Exercise description
Copy out every line in the material below that contains the word "water". Case counts, so a line qualifies only if the capitalization matches.

-- START OF Extracted entries --

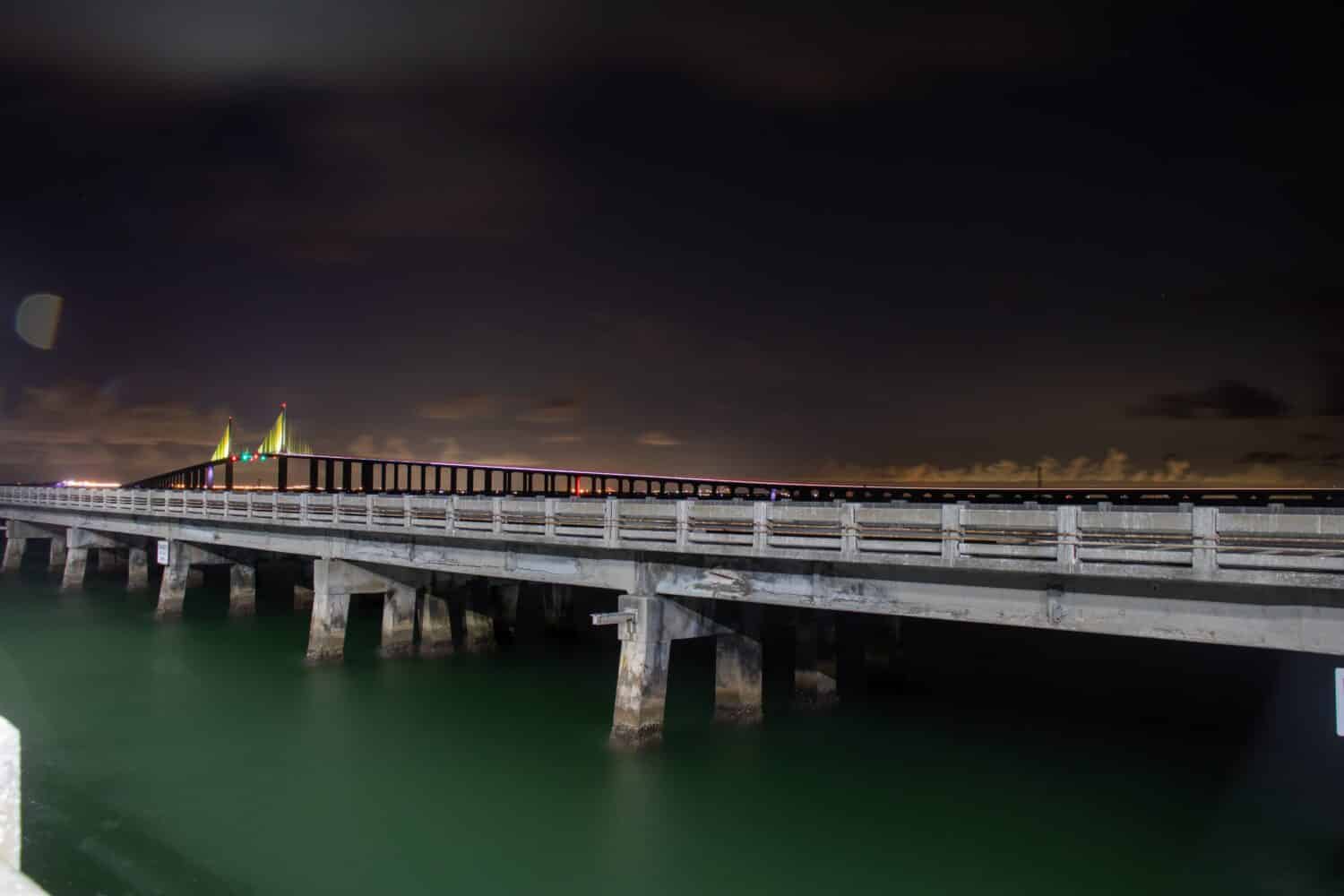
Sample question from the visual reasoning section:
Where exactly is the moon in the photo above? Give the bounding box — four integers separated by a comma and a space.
13, 293, 65, 350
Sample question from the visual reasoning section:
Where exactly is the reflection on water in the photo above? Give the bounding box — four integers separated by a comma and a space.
0, 556, 1344, 896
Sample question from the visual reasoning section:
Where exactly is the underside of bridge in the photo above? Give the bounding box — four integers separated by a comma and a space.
0, 491, 1344, 747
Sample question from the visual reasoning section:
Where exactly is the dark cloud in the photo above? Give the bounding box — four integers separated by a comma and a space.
1236, 452, 1308, 465
518, 398, 580, 425
1129, 380, 1292, 420
0, 0, 1344, 478
634, 430, 682, 447
1320, 352, 1344, 417
417, 395, 500, 420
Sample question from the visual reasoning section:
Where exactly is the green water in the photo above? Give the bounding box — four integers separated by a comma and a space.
0, 557, 1344, 896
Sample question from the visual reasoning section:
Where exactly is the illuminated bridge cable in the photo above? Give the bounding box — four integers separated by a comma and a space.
210, 417, 234, 461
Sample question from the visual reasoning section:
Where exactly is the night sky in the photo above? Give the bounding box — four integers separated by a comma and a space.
0, 0, 1344, 485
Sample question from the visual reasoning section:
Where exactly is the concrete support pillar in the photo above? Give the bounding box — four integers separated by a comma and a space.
863, 616, 900, 678
61, 548, 89, 591
714, 603, 763, 724
378, 583, 416, 657
47, 533, 66, 573
513, 582, 546, 643
126, 548, 150, 591
97, 548, 121, 573
612, 595, 672, 750
793, 610, 839, 710
155, 543, 193, 619
0, 537, 29, 573
419, 594, 453, 657
306, 560, 349, 662
542, 584, 577, 632
495, 582, 523, 626
462, 579, 499, 653
228, 563, 257, 616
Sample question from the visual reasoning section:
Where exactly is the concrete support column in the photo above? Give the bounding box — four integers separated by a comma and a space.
304, 560, 349, 662
542, 584, 578, 632
228, 563, 257, 616
462, 579, 499, 653
419, 594, 453, 657
61, 548, 89, 591
494, 582, 523, 643
47, 533, 66, 573
612, 595, 672, 750
157, 543, 193, 619
126, 548, 150, 591
863, 617, 903, 678
378, 583, 416, 657
714, 603, 762, 724
513, 582, 546, 643
0, 531, 29, 573
793, 610, 839, 710
97, 548, 121, 573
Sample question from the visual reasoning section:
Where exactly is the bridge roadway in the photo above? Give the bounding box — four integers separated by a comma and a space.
0, 487, 1344, 745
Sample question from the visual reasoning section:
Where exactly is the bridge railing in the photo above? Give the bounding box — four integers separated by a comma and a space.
0, 487, 1344, 587
102, 452, 1344, 508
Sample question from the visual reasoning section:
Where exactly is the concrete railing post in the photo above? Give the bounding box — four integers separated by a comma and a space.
1191, 508, 1218, 576
1055, 504, 1078, 573
943, 504, 962, 563
752, 501, 771, 554
602, 498, 621, 548
840, 504, 859, 559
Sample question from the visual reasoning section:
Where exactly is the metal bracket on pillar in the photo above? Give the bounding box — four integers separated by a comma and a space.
589, 610, 640, 641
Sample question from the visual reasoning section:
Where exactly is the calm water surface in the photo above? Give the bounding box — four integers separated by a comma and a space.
0, 556, 1344, 896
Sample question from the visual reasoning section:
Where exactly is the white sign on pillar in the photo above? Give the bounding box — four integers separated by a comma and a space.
1335, 669, 1344, 737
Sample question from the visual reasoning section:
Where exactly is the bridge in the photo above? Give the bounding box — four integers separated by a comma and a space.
0, 412, 1344, 745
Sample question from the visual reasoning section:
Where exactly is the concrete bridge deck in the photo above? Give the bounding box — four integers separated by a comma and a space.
0, 487, 1344, 742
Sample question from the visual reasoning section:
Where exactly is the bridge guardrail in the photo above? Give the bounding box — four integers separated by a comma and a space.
0, 487, 1344, 587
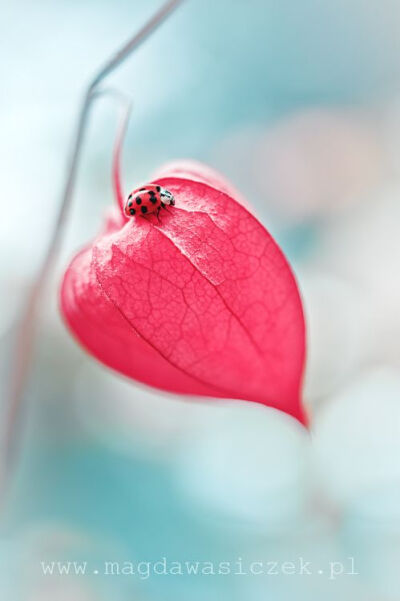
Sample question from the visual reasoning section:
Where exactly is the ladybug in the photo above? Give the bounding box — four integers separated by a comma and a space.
124, 184, 175, 220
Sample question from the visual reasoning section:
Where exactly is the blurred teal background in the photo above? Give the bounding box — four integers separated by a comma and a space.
0, 0, 400, 601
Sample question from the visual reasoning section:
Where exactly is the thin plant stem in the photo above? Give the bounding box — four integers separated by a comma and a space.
1, 0, 183, 496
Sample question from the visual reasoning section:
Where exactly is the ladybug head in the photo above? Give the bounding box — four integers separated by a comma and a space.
124, 194, 136, 217
160, 188, 175, 206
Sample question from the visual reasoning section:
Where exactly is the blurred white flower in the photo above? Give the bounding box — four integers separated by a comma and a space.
314, 368, 400, 510
177, 401, 309, 532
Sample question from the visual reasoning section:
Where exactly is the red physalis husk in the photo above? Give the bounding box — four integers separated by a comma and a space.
61, 161, 305, 423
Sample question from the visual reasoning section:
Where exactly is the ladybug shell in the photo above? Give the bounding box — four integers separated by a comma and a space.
124, 184, 163, 217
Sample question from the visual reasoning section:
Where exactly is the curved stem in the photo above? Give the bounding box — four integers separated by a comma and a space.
2, 0, 182, 493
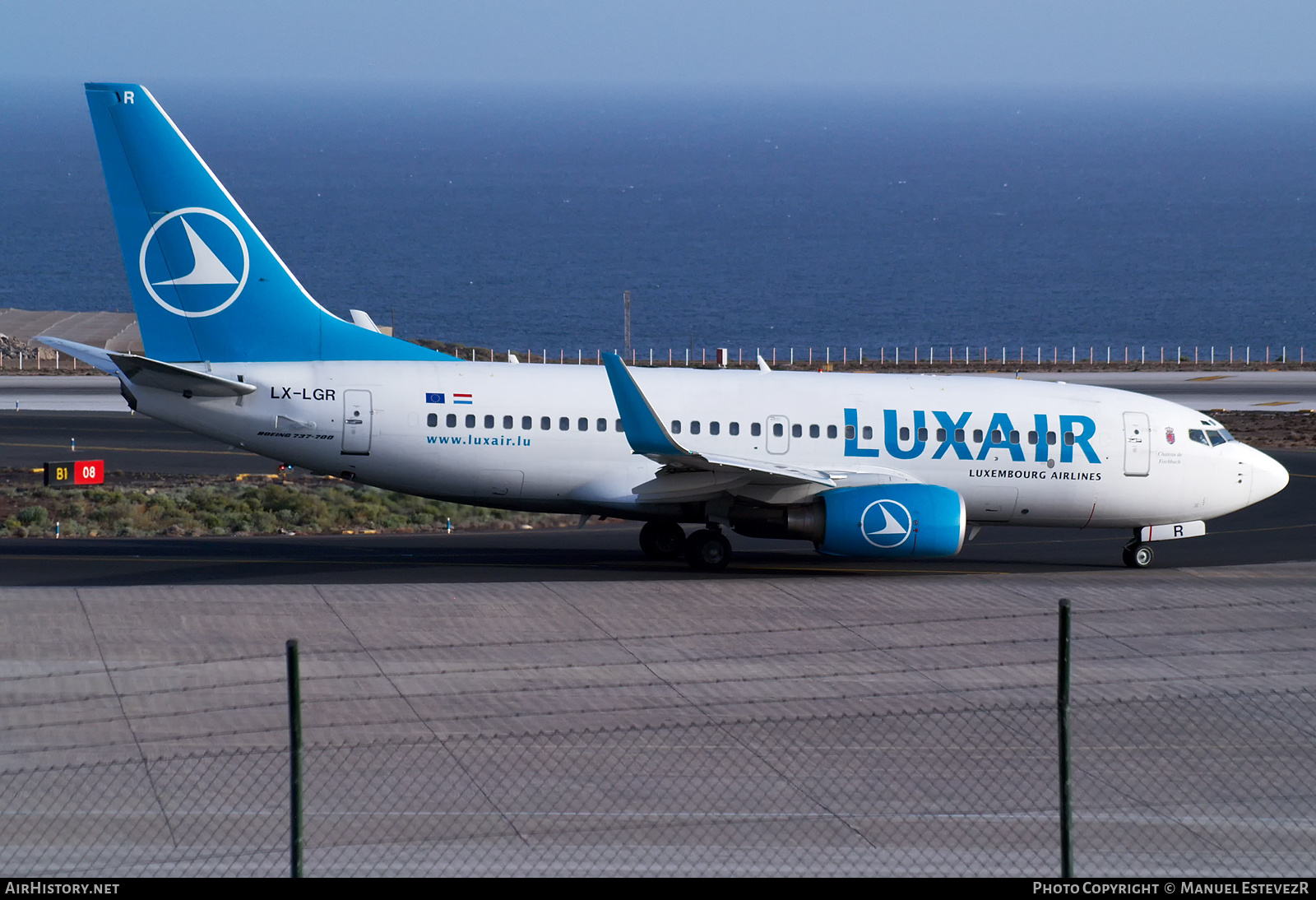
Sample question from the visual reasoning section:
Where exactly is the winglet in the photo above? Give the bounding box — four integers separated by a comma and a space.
603, 353, 691, 457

-- END OF Extracted entries --

Problem solution
Where exactly is the reflection on water in the photo above? Give the bounding box — four integers separated by a comma and a space.
Where exactly is the green water in the photo above? Give the bounding box — four integers separated by a comma and a space.
Where exactly is the calm water surface in the photo above? Give the bounding box — four integers separated by a comma and a space.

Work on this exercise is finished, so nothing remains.